#### Exercise aim:
Print each line exactly, beginning with the one where "Query: rough bark" appears and ending at the last line below.

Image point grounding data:
____________________

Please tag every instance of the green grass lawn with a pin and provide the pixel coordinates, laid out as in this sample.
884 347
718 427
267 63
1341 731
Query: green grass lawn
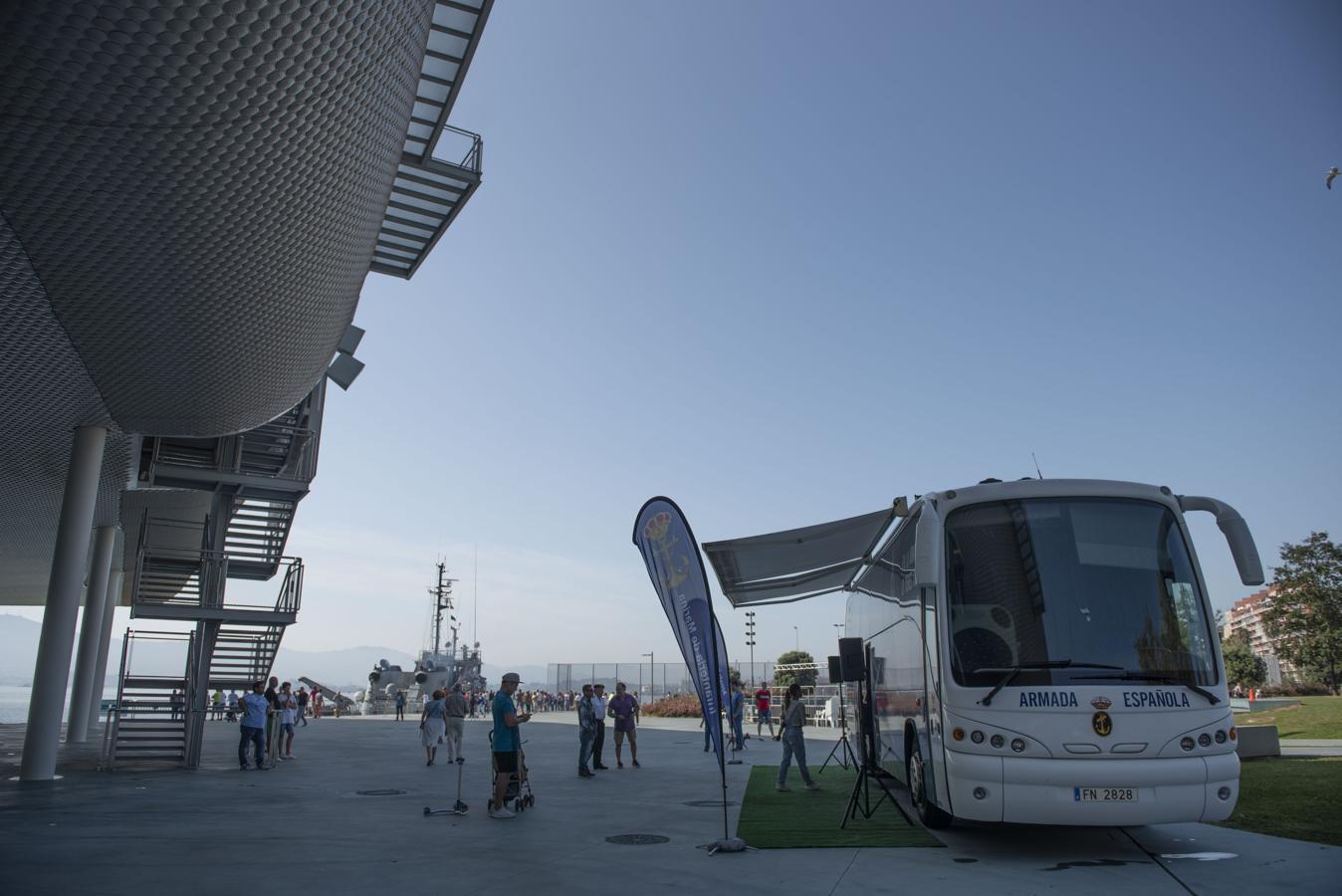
1296 798
772 819
1315 718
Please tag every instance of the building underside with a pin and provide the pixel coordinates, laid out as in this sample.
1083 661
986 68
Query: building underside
191 196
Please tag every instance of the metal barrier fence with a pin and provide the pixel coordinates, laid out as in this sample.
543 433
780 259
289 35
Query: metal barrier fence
648 680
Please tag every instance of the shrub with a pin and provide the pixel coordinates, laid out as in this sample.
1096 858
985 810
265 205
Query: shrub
681 706
1295 690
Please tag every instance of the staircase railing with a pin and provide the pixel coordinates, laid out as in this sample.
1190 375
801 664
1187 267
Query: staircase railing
109 731
172 577
157 694
292 589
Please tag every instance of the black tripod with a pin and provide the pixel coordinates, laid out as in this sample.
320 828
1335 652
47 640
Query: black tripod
860 798
841 750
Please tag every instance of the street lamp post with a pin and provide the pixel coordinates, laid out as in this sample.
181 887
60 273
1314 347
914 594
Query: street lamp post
751 641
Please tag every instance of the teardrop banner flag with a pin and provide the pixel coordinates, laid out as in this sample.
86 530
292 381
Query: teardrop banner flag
671 556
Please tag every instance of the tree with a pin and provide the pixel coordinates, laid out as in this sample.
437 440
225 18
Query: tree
735 676
1306 613
1241 665
805 678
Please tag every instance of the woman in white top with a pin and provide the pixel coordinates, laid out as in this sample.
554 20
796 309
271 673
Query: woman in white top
793 740
432 725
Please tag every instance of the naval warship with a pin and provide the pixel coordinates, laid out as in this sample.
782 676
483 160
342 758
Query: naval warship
444 664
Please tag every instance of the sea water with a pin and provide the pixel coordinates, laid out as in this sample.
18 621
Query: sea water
14 700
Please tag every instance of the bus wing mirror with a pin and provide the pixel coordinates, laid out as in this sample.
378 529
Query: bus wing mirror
928 548
1236 536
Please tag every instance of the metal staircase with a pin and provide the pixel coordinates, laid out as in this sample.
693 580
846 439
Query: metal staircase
255 536
149 719
243 655
183 567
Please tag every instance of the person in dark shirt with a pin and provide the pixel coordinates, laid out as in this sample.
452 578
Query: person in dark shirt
271 699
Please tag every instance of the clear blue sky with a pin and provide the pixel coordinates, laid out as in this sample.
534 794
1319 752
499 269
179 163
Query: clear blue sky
783 262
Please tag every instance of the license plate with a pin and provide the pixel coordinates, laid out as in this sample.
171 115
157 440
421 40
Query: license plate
1105 794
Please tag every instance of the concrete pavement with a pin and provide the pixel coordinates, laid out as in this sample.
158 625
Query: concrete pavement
165 830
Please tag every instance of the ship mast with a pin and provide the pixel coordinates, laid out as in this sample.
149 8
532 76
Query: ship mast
443 601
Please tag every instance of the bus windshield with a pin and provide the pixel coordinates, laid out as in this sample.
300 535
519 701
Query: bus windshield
1098 581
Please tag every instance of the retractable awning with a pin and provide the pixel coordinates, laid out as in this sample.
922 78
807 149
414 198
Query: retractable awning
798 562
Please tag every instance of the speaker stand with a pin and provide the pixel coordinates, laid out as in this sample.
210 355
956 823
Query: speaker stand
841 750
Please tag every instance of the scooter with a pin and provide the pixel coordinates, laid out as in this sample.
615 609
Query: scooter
458 807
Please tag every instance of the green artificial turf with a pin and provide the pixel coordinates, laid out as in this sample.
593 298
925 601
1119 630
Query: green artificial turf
1315 718
1296 798
774 819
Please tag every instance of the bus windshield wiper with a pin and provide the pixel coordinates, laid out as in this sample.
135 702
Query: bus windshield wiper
1157 679
1048 664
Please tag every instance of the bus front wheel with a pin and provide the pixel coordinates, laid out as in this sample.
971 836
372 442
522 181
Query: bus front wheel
914 775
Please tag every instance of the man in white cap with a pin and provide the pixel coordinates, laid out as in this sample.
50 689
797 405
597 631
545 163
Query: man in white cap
506 742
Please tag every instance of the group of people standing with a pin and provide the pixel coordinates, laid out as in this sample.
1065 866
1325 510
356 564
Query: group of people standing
790 729
442 721
593 709
224 709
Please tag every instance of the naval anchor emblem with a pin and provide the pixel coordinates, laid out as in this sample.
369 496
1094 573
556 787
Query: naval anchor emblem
674 568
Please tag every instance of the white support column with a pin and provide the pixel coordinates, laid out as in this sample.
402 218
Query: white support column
109 613
58 624
90 632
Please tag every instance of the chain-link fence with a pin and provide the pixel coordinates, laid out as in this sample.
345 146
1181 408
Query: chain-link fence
648 680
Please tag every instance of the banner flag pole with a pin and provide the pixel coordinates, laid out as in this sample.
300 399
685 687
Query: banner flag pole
663 537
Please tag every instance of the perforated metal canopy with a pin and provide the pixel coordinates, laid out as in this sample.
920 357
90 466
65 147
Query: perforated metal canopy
797 562
191 197
440 165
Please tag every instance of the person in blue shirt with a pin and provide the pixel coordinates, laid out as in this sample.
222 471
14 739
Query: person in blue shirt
255 709
739 714
506 742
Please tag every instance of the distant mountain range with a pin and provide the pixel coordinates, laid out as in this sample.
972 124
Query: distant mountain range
345 669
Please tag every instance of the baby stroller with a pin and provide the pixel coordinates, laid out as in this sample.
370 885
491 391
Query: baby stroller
519 786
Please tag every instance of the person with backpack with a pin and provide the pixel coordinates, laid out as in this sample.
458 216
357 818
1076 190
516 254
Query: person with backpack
624 710
793 740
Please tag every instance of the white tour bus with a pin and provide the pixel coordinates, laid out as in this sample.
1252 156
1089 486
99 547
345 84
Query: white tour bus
1041 651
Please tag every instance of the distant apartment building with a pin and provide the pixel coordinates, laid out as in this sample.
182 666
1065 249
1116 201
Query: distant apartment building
1246 616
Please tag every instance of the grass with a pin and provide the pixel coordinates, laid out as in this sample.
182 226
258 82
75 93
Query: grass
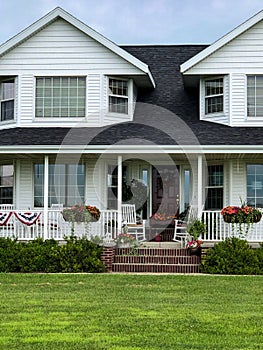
103 311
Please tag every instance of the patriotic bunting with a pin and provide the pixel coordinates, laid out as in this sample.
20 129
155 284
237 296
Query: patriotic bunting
4 217
27 218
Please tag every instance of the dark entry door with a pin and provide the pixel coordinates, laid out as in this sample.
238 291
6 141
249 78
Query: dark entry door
165 189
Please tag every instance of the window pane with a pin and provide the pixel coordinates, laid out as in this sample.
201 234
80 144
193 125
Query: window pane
214 199
7 110
214 104
118 96
6 184
7 100
60 97
214 189
66 184
118 105
214 87
255 185
255 96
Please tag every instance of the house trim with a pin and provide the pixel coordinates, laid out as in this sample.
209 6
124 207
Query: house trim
59 12
221 42
117 149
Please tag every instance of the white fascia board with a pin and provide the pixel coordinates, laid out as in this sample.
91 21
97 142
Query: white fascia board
221 42
59 12
126 149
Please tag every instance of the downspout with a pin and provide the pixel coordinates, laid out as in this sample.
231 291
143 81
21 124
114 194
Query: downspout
46 163
119 199
199 186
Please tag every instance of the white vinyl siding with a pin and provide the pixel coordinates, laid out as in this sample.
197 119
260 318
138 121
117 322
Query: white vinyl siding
243 53
62 50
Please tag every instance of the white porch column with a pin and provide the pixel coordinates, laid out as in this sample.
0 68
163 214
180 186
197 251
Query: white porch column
17 167
119 193
199 185
46 162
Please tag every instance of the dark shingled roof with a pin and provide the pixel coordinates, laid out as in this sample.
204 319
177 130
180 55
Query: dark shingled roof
166 115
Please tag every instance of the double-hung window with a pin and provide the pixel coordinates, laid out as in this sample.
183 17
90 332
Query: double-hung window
214 188
6 184
60 97
7 97
214 95
118 96
255 96
255 185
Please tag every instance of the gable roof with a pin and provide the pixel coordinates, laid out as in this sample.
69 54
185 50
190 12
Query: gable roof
59 12
174 101
221 42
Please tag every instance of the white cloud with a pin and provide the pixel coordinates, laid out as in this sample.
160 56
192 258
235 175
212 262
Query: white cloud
138 21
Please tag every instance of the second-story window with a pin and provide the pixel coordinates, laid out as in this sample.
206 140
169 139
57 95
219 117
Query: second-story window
7 93
60 97
118 96
255 96
214 96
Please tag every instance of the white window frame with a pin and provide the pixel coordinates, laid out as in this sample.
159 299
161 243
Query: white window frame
127 97
256 106
60 115
214 186
206 97
4 100
256 186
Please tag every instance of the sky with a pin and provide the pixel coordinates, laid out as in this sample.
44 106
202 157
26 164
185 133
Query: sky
128 22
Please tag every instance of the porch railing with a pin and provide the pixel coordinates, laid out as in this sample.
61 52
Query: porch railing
58 228
107 227
218 230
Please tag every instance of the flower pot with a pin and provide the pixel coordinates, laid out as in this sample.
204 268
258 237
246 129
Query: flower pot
123 245
195 251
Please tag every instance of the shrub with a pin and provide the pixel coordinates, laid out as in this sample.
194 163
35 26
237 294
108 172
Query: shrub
81 255
233 256
77 255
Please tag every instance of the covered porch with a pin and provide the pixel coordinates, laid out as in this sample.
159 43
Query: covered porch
192 186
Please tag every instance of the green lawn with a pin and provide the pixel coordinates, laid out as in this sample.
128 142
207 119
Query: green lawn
103 311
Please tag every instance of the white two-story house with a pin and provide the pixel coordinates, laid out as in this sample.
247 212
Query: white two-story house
86 121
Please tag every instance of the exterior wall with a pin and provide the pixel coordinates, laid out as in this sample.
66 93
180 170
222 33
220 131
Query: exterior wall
240 57
61 49
244 53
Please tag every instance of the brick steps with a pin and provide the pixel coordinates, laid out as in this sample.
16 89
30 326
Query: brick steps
159 260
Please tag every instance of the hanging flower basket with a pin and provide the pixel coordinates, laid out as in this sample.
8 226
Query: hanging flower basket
241 215
81 213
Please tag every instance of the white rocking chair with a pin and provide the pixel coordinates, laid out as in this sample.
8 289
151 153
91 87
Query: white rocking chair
129 219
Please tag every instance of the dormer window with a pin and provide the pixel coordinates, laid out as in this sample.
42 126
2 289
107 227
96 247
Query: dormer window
118 96
7 92
214 95
255 96
60 97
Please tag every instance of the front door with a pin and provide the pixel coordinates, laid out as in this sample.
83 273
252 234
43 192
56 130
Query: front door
165 190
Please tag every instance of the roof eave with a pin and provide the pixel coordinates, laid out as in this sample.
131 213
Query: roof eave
221 42
59 12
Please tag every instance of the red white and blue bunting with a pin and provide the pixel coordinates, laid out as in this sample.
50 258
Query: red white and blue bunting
27 218
4 217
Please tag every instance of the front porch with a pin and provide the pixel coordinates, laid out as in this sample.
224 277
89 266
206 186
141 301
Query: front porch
53 226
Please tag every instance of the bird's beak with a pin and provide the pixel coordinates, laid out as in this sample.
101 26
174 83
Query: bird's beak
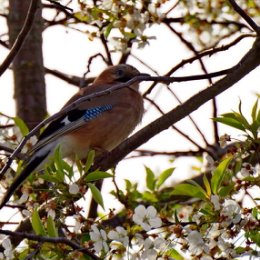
144 74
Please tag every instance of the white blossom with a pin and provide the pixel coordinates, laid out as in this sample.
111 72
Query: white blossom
8 252
215 200
208 163
195 242
99 237
23 198
147 218
231 210
73 188
120 235
223 139
51 213
247 170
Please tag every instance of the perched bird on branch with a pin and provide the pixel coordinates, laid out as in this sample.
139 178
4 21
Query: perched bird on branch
100 123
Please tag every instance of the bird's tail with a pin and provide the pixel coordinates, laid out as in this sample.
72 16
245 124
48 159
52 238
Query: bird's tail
31 166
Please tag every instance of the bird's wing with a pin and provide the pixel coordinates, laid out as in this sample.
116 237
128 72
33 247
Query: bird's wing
69 122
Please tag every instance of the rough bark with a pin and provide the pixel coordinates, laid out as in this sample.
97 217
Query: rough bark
29 82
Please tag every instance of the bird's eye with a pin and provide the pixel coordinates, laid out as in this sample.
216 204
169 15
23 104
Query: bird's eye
120 73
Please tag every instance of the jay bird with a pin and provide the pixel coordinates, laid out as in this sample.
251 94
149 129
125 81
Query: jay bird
100 123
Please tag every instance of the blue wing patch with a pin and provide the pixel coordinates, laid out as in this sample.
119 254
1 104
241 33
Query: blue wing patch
94 112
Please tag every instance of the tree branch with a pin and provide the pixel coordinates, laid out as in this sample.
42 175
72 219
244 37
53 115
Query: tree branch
248 63
246 17
45 239
102 93
21 37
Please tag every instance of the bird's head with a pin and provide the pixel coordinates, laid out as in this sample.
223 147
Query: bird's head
117 74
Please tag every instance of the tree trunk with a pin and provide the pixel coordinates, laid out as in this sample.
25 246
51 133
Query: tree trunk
29 82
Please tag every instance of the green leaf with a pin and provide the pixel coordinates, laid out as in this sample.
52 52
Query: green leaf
51 228
230 122
190 190
96 194
81 17
218 175
37 224
149 196
128 185
207 185
58 162
254 111
108 29
150 179
225 191
21 125
97 175
90 160
242 120
172 253
164 176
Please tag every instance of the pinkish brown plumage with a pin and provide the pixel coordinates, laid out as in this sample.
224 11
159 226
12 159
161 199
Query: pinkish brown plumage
101 123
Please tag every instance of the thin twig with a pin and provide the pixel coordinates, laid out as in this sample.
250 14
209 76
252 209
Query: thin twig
44 239
246 17
21 36
209 52
107 92
60 5
248 63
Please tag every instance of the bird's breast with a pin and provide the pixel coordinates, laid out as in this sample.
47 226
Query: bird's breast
109 129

____________________

#### Answer for this exercise:
Query: rough bark
29 82
Please tag every instance of the bird's eye with a pin and provide the pixel coordinates, laid out as in this sample.
216 204
169 15
23 104
Query: bird's eye
120 73
Please tag every instance of the jay bird with a pin and provide the pixel coordinates, laid out as in this sample.
251 94
149 129
125 81
Query: jay bird
100 123
Please tag every instance of the blue wing patch with a pin and provide the pixel coordinates, laid out as in this sample.
119 254
1 104
241 33
Query: blue wing patch
94 112
Please tag every instance of the tree branch with a pin and provide the pixel coordinates, laid out as in this sample.
42 175
72 219
244 37
53 115
Query: tree branch
248 63
246 17
45 239
102 93
21 37
Please tag every instance of the bird's head with a pin and provide the pixel coordinates, laid out as in this sample.
223 147
Query: bird's head
117 74
Please tag every instance of the tree trunk with a pin and provide the pixel coordinates, laid out as in this sample.
25 246
51 133
Query: tree trunk
29 82
Please tag every instance of the green leaf with a pin and provide the pixel coordinates, laid out as in this sample.
52 52
Query: green leaf
51 228
230 122
190 190
96 194
81 17
218 175
37 224
149 196
128 185
207 185
58 162
254 111
108 29
150 179
225 191
21 125
97 175
90 160
242 120
172 253
164 176
Please tag every instance of the pinkish brown plumage with a pin and provide the pixel coordinates, laid out as in this sample.
224 11
159 226
12 159
161 199
Query: pinkish brown plumage
101 123
Please tag every instance of the thin twig with a pin and provide the pixel coordinates, laid out as in this sample.
250 14
209 76
252 209
Query: thin twig
44 239
246 17
21 36
209 52
107 92
60 5
248 63
Please tag every instance of the bird's breast with a pin and provide the pixel coordinates, laid out as in this sample.
47 226
Query: bird's breast
109 129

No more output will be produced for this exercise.